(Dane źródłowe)
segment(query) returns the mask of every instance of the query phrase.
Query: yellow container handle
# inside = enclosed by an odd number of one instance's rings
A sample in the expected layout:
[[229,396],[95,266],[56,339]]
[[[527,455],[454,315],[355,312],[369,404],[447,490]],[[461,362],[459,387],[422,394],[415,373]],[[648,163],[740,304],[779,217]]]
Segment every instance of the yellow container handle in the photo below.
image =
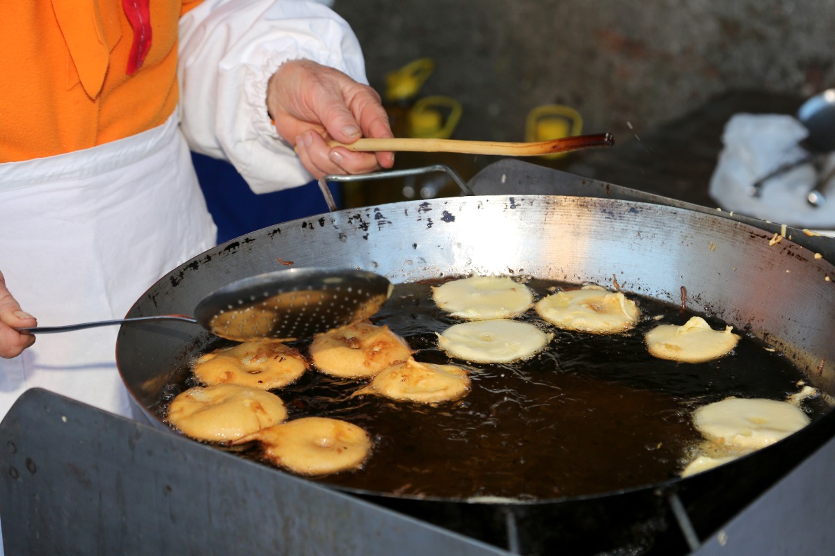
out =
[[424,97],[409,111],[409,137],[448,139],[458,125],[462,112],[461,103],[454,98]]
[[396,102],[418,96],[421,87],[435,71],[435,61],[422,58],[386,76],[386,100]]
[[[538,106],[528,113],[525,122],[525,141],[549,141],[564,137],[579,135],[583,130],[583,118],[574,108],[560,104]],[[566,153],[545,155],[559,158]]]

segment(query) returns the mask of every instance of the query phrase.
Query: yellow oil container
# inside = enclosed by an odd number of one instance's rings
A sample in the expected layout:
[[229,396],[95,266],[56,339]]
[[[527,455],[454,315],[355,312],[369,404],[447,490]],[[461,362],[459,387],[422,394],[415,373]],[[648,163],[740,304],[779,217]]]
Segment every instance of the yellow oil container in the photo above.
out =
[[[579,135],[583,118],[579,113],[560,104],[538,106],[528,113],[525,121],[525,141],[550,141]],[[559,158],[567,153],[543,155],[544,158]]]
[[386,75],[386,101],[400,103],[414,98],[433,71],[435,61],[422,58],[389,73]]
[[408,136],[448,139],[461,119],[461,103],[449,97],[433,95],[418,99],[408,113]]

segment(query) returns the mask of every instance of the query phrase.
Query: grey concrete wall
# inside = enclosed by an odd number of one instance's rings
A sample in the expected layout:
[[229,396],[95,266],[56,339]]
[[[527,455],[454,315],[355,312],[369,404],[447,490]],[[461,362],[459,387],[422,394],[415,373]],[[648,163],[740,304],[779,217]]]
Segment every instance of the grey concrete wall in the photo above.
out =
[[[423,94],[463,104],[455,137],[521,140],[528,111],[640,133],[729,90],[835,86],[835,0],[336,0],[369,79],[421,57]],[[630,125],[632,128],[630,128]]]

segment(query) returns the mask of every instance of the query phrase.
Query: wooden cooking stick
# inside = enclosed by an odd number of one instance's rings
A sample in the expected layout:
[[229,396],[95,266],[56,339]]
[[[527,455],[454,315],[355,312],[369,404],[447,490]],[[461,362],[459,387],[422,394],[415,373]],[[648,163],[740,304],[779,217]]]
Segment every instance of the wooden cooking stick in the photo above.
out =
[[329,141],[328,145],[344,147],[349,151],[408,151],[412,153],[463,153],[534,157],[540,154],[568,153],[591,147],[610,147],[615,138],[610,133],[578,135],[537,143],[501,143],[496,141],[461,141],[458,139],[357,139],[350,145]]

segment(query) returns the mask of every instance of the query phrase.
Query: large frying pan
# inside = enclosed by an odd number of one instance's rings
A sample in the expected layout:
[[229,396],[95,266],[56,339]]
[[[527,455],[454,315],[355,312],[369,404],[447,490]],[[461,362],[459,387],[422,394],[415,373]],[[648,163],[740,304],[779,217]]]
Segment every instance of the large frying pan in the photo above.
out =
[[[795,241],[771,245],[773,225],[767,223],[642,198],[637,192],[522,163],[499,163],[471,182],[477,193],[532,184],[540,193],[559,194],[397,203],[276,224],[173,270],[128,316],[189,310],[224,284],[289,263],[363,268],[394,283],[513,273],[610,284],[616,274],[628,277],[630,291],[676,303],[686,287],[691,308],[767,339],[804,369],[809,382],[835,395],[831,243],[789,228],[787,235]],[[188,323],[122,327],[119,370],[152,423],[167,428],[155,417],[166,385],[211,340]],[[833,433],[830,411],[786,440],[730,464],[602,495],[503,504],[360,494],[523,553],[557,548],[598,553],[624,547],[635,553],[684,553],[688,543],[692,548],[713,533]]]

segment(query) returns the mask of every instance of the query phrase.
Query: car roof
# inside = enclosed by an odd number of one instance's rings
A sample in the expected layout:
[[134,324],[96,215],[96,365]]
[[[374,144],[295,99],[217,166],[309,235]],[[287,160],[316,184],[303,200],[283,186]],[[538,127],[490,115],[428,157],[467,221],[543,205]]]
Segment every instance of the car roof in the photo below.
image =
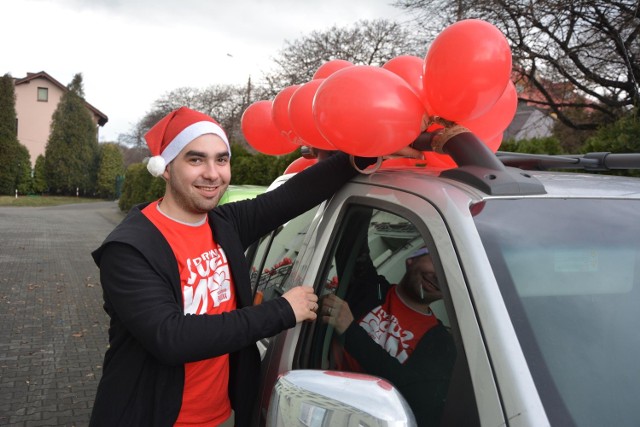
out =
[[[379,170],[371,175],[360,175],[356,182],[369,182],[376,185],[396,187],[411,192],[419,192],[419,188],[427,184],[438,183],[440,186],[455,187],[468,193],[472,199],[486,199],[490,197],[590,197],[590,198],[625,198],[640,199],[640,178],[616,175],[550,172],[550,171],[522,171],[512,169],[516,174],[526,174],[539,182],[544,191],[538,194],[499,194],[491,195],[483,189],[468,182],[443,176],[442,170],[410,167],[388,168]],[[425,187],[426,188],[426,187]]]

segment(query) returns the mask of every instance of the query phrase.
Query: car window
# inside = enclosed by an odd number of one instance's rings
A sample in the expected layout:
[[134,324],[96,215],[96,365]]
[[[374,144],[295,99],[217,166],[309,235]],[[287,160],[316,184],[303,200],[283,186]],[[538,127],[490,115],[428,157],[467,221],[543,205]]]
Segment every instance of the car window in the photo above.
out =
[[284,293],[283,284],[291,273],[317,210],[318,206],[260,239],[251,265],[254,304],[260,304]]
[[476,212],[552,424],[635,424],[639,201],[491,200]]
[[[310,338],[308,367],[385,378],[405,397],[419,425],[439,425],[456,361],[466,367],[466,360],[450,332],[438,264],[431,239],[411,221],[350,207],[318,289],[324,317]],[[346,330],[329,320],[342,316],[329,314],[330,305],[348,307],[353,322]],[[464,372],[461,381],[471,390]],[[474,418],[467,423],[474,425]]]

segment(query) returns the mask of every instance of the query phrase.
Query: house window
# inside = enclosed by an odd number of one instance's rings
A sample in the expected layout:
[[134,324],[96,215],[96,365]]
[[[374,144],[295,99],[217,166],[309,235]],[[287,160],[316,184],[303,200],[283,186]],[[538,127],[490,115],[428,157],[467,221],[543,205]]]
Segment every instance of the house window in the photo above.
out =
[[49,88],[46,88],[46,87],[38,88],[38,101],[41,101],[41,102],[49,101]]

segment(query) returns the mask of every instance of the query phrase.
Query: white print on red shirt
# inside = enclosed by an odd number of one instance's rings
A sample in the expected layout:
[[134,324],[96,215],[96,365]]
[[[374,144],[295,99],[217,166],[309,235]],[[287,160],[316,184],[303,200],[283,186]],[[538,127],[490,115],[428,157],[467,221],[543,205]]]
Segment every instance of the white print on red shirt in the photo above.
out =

...

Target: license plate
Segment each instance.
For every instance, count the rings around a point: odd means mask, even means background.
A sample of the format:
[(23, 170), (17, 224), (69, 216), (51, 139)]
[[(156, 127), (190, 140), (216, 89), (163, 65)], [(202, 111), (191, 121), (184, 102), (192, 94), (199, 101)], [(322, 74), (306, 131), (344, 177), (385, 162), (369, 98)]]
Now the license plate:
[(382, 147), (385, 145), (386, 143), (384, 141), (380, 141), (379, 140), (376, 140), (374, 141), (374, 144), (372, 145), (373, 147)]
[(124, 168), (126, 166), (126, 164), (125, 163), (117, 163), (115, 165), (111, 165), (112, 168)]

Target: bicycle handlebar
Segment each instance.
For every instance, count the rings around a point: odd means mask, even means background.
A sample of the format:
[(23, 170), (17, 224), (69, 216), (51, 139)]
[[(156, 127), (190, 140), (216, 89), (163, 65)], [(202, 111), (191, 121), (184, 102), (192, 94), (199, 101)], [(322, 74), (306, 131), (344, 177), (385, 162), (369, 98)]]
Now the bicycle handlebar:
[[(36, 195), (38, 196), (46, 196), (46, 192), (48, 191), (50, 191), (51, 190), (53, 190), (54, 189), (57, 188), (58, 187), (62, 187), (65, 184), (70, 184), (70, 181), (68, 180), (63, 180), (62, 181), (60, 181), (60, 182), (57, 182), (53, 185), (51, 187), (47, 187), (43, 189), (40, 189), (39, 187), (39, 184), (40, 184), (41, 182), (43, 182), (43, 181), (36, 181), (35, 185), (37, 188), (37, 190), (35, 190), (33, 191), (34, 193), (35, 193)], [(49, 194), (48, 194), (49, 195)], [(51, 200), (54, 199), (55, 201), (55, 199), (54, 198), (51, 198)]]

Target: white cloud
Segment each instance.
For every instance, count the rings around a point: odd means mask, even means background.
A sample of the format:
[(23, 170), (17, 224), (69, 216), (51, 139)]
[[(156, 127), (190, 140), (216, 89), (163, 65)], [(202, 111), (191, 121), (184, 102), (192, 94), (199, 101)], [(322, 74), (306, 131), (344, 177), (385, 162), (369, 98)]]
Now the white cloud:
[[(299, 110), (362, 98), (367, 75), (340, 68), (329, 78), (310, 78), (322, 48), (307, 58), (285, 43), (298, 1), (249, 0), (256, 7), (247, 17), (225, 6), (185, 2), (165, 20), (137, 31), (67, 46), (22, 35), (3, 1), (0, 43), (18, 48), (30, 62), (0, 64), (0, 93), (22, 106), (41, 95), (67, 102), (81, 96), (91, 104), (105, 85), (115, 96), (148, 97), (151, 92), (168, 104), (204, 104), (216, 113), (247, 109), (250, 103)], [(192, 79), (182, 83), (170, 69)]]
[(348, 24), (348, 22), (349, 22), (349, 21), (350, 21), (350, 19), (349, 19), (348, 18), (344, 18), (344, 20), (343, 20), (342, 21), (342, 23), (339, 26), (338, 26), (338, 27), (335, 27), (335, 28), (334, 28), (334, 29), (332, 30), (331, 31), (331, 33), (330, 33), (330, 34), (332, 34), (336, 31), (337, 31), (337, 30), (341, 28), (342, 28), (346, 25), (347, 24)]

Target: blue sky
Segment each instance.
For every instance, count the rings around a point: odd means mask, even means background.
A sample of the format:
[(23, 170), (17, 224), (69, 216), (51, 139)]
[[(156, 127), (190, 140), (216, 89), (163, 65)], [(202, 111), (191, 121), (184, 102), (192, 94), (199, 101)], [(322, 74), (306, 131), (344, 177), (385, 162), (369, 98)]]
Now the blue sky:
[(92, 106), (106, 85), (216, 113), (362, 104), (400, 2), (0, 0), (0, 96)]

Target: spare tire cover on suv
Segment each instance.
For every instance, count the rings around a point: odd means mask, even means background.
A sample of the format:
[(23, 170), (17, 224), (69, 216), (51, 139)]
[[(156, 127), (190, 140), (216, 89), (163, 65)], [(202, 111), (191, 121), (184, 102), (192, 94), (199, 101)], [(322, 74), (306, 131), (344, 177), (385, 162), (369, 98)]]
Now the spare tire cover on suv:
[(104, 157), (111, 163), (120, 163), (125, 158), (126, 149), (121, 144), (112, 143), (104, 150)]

* * *

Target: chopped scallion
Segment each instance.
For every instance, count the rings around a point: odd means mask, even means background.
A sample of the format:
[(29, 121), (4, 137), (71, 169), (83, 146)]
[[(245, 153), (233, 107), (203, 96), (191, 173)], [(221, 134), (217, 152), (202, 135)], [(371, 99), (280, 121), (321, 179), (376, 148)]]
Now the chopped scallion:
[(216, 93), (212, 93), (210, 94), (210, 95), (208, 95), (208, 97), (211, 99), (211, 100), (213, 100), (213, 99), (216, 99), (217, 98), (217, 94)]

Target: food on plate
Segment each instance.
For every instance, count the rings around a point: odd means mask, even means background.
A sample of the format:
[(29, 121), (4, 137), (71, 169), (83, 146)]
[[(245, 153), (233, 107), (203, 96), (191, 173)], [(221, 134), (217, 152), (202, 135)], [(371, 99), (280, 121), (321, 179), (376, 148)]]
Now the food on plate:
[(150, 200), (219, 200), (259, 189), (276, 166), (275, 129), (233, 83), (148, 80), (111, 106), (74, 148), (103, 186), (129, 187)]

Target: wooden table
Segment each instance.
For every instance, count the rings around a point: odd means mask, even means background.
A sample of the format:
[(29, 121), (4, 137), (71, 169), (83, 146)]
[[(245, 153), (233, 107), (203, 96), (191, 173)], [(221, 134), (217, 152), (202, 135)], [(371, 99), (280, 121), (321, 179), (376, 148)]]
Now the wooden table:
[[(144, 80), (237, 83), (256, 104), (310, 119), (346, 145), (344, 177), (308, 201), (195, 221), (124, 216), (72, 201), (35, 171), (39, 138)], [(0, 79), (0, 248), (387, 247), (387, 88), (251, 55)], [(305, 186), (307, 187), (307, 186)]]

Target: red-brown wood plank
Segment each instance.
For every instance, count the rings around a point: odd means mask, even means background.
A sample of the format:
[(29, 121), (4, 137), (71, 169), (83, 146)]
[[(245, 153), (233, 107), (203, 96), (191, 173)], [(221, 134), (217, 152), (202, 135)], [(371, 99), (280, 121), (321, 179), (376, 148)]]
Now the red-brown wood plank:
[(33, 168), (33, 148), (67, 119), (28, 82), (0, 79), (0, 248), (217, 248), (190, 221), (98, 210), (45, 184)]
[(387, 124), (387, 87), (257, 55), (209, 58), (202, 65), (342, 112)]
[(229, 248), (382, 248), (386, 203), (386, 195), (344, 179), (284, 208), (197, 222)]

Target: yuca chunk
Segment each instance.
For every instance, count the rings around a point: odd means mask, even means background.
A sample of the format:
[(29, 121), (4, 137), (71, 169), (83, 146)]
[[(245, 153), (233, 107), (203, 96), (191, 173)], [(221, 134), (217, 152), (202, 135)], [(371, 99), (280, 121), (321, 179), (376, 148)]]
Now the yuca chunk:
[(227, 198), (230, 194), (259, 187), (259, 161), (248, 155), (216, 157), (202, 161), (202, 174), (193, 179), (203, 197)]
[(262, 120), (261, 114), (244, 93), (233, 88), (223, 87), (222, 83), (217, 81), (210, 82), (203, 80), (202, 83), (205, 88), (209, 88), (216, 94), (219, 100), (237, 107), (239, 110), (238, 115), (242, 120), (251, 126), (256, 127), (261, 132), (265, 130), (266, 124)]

Zadanie do rozwiązania:
Proszę podać ponownie wszystkie wiersze danych od wiersza zawierającego „Target: white cloud” aż do wiersza zawierającego „83), (170, 69)]]”, łącznie z tymi dwoma, razem z poleceniami. W odpowiedziach każdą współrzędną wierzchołków pomnożyć przez 1,6 i zaokrąglić do liczby całkowitej, połówki w górę, a liczby w poleceniach i we wzorach formatu pozostawić bez zmian.

Pełna odpowiedź:
Target: white cloud
Segment each instance.
For every instance, count the rings around a point: odd means mask, even means background.
A sample of the format:
[(23, 170), (17, 224), (69, 216), (51, 139)]
[[(156, 127), (190, 140), (216, 89), (163, 65)], [(202, 111), (191, 121), (184, 102), (192, 94), (199, 101)], [(322, 74), (306, 131), (344, 177), (385, 162), (369, 98)]]
Now the white cloud:
[[(478, 176), (579, 157), (587, 120), (544, 109), (526, 125), (496, 125), (515, 77), (491, 93), (456, 69), (477, 2), (398, 0), (410, 11), (395, 27), (360, 10), (296, 3), (264, 32), (219, 50), (107, 74), (35, 56), (5, 2), (0, 69), (29, 77), (48, 99), (0, 102), (0, 149), (35, 170), (66, 152), (107, 163), (130, 154), (146, 166), (168, 136), (184, 154), (237, 155), (242, 147), (269, 166), (326, 166), (346, 181), (395, 174), (400, 165)], [(307, 126), (291, 133), (272, 110)]]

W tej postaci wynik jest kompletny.